[[ Extracted records, beginning ]]

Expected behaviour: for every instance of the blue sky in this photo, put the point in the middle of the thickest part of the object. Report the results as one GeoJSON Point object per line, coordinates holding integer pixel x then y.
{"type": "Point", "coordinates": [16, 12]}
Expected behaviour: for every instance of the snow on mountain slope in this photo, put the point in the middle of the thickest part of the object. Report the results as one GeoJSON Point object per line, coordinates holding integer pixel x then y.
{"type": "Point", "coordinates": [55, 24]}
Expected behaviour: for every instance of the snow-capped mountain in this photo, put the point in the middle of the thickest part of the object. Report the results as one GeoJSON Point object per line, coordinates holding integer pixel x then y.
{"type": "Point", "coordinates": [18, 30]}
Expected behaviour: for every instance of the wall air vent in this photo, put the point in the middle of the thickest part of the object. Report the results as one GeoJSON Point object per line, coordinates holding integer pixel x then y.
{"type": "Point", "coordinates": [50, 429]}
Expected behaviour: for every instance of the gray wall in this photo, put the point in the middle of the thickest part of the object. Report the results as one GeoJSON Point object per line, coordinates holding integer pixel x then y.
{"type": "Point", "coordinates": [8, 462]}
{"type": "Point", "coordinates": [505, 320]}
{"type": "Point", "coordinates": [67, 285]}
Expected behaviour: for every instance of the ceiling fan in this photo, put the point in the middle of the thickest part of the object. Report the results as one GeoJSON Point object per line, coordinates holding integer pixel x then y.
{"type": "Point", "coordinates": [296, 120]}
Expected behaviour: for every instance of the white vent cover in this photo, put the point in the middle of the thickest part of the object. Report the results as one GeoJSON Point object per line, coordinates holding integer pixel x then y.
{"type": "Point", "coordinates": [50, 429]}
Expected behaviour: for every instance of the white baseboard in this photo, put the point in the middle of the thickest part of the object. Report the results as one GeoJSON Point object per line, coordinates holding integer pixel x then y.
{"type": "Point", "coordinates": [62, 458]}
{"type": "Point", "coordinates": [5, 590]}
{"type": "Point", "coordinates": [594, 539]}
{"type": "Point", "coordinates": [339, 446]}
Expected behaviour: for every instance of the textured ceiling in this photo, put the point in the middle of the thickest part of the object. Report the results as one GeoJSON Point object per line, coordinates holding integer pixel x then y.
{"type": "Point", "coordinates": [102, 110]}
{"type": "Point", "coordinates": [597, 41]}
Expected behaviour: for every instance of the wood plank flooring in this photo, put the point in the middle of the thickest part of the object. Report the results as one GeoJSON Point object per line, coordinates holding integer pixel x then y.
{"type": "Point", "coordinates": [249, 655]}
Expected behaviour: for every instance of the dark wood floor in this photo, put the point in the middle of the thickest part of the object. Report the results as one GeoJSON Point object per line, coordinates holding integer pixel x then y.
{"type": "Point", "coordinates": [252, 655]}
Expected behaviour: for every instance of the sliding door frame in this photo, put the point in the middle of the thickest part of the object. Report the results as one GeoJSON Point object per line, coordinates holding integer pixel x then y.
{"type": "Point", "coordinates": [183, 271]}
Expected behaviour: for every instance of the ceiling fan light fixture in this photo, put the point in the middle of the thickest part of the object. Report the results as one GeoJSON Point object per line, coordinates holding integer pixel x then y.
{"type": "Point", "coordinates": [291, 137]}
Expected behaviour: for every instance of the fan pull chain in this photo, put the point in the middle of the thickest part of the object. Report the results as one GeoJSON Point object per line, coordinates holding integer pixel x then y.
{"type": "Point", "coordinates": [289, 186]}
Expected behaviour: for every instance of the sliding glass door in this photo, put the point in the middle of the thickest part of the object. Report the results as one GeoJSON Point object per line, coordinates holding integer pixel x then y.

[[ Extracted records, end ]]

**Task description**.
Transcribe each line above exactly; skip none.

**Reply**.
Expected behaviour: for every instance of the blue sky in this photo, put the point in the middle of the thickest part of the object. Report the results as one GeoJSON Point object per line, coordinates holding integer pixel x then y.
{"type": "Point", "coordinates": [16, 12]}
Expected behaviour: for every instance of the snow on mountain slope in this photo, put the point in the middle of the thickest part of the object. Report the results as one GeoJSON Point object per line, coordinates holding integer pixel x then y.
{"type": "Point", "coordinates": [55, 24]}
Expected behaviour: for every instance of the snow-capped mountain in this photo, put the point in the middle of the thickest part of the object. Report the results as one GeoJSON Point object per line, coordinates holding integer pixel x then y.
{"type": "Point", "coordinates": [18, 30]}
Expected behaviour: for every instance of the wall air vent in this photo, put the point in the middle of the thickest part of the object. Report the results as one GeoJSON Point object per line, coordinates holding integer pixel x then y.
{"type": "Point", "coordinates": [50, 429]}
Expected behaviour: for every instance of the gray wall in this photo, put the point in the middle of the thickest part of the object. Report the results as one GeoJSON Point object per line, coordinates holding integer pixel x then y.
{"type": "Point", "coordinates": [8, 462]}
{"type": "Point", "coordinates": [505, 320]}
{"type": "Point", "coordinates": [67, 285]}
Expected behaviour: for every instance of the ceiling fan in this photo, put the point in the middle of the thickest part of the object. Report the results as one GeoJSON Point object per line, coordinates holding integer pixel x then y.
{"type": "Point", "coordinates": [296, 120]}
Expected behaviour: for every instance of the white vent cover in this photo, put the point in the middle of the thickest part of the object. Report the results as one GeoJSON Point object per line, coordinates holding integer pixel x then y.
{"type": "Point", "coordinates": [50, 429]}
Expected behaviour: for every instance of the white baseboard in this photo, put the point in the middle of the thickest part of the object. Report the results as one GeoJSON Point object per line, coordinates holding integer pixel x then y.
{"type": "Point", "coordinates": [62, 458]}
{"type": "Point", "coordinates": [5, 590]}
{"type": "Point", "coordinates": [594, 539]}
{"type": "Point", "coordinates": [339, 446]}
Expected behaviour: for every instance of the textured ceiling in this photo, put the point in the middle of the thickest part of the object. Report the results as one GeoJSON Point object per line, coordinates holding integer pixel x then y.
{"type": "Point", "coordinates": [102, 110]}
{"type": "Point", "coordinates": [597, 41]}
Expected behaviour: for every instance of the wood plank flooring in this photo, put the point in the middle of the thickest part of the object. Report the results as one GeoJSON Point object per line, coordinates holding integer pixel x then y.
{"type": "Point", "coordinates": [249, 655]}
Expected behaviour: for every instance of the dark wood floor in this photo, put the point in the middle of the thickest part of the object. Report the results as one GeoJSON Point object per line, coordinates holding integer pixel x then y.
{"type": "Point", "coordinates": [252, 655]}
Expected behaviour: for every instance of the sliding door frame in this photo, put the point in the middle of the thickest part of the object. Report the results as one GeoJSON Point object per line, coordinates holding integer pixel x then y.
{"type": "Point", "coordinates": [183, 271]}
Expected behaviour: for every instance of the ceiling fan light fixture in this photo, put the point in the middle of the thickest part of the object. Report the results as one GeoJSON Point object per line, coordinates holding integer pixel x then y.
{"type": "Point", "coordinates": [291, 137]}
Expected behaviour: for every instance of the fan pull chain in this photo, put the point in the middle of the thickest part of the object. Report the results as one GeoJSON Point object per line, coordinates holding integer pixel x then y.
{"type": "Point", "coordinates": [289, 186]}
Expected behaviour: for every instance of the sliding glass door in this photo, put the point in the middle of the thickest part of the object. Report the results as one GeoJSON Point object per line, coordinates holding integer pixel x then y.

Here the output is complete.